- _Textauszug_:
——————————

Erster Einsatz des Hamburger ContainerlaborsWer schrieb die südindischen Palmblattmanuskripte?
18. Mai 2022, von Jakob Hinze

Foto: UHH/Ciotti
Im indischen Pondicherry lagern tausende Palmblattmanuskripte, die zum UNESCO-Weltdokumentenerbe gehören. Die Herkunft vieler Exemplare ist unbekannt. Dr. Giovanni Ciotti vom Exzellenzcluster „Understanding Written Artefacts“ der Universität Hamburg will ihre Geschichten ergründen.
Dr. Ciotti, Ende des Jahres geht das neue Containerlabor der Universität Hamburg auf ihre erste Reise nach Indien. Finanziell, logistisch und wissenschaftlich ist das ein gewaltiger Aufwand. Was für Schätze liegen in Pondicherry, die diesen Aufwand rechtfertigen?
Dort lagern rund 12.000 Palmblattmanuskripte, von religiösen Abhandlungen über Gedichte bis zu Tanzanleitungen. Die meisten davon stammen aus dem 19. Jahrhundert, eine wenige reichen bis ins 18. Jahrhundert zurück. Geschrieben sind sie in zwei altindischen Sprachen: Tamil und Sanskrit.
Für unser Verständnis der tamilischen Kultur, Religion und Wissenschaften sind diese Manuskripte von herausragender Bedeutung. Das Problem ist jedoch: Wir wissen sehr wenig über ihre Herkunft. Es gibt kaum Aufzeichnungen darüber, woher sie kommen und wer sie geschrieben hat. Dies zu wissen ist aber entscheidend, wenn wir nachvollziehen wollen, wie sich zum Beispiel bestimmte religiöse Kulte ausgebreitet haben.

Wie kann man hunderte Jahre nach der Entstehung herausfinden, woher ein bestimmtes Manuskript kommt?
Schrift und Sprache verraten uns, dass die Manuskripte aus dem Südosten des Landes kommen, aus dem heutigen Bundesstaat Tamil Nadu. Um den Herkunftsort weiter einzugrenzen, gibt es verschiedene Ansätze. Zum einen können wir uns die sogenannten paläografischen Eigenschaften des Manuskripts anschauen, also zum Beispiel die Buchstabenformen. Im Container-Labor können wir aber auch die physischen Eigenschaften untersuchen. Wenn sich dabei bestimmte Muster zeigen – zum Beispiel beim Ruß, der zum Schreiben verwendet wurde, oder wenn die Palmblätter dieselbe DNA-Struktur haben – dann können wir ziemlich sicher sein, dass sie vom selben Ort stammen.
Fangen Sie bei null an, oder gibt es bereits Forschungsarbeiten, auf die Sie aufbauen können?

——————————

- _Vorliegende Daten_:
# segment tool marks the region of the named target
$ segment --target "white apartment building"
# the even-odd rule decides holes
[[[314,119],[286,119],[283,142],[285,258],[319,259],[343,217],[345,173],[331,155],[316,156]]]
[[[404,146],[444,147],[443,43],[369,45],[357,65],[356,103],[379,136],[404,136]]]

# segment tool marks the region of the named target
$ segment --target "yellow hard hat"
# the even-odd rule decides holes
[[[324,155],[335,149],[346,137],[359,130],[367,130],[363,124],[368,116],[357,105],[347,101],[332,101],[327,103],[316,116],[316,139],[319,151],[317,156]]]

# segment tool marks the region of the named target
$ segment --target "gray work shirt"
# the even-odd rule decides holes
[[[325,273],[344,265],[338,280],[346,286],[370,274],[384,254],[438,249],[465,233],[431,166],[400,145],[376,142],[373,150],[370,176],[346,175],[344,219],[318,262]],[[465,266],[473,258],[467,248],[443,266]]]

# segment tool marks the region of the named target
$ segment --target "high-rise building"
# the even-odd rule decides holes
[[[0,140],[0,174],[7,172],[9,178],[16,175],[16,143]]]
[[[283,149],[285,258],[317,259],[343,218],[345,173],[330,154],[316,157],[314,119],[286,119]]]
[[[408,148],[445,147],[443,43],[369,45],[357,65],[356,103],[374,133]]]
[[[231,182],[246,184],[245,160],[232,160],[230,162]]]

——————————

- _Aufgabe 1_: In welchen beiden Sprachen sind die Palmblattmanuskripte in Pondicherry laut dem Textauszug geschrieben?
- _Aufgabe 2_: Geben Sie den Abschnitt des Textauszugs von „Dort lagern rund“ bis „Kulte ausgebreitet haben.“ wortgetreu wieder.

- _Lösung 1_: Sie sind in Tamil und Sanskrit geschrieben.

- _Lösung 2_:
Dort lagern rund 12.000 Palmblattmanuskripte, von religiösen Abhandlungen über Gedichte bis zu Tanzanleitungen. Die meisten davon stammen aus dem 19. Jahrhundert, eine wenige reichen bis ins 18. Jahrhundert zurück. Geschrieben sind sie in zwei altindischen Sprachen: Tamil und Sanskrit.
Für unser Verständnis der tamilischen Kultur, Religion und Wissenschaften sind diese Manuskripte von herausragender Bedeutung. Das Problem ist jedoch: Wir wissen sehr wenig über ihre Herkunft. Es gibt kaum Aufzeichnungen darüber, woher sie kommen und wer sie geschrieben hat. Dies zu wissen ist aber entscheidend, wenn wir nachvollziehen wollen, wie sich zum Beispiel bestimmte religiöse Kulte ausgebreitet haben.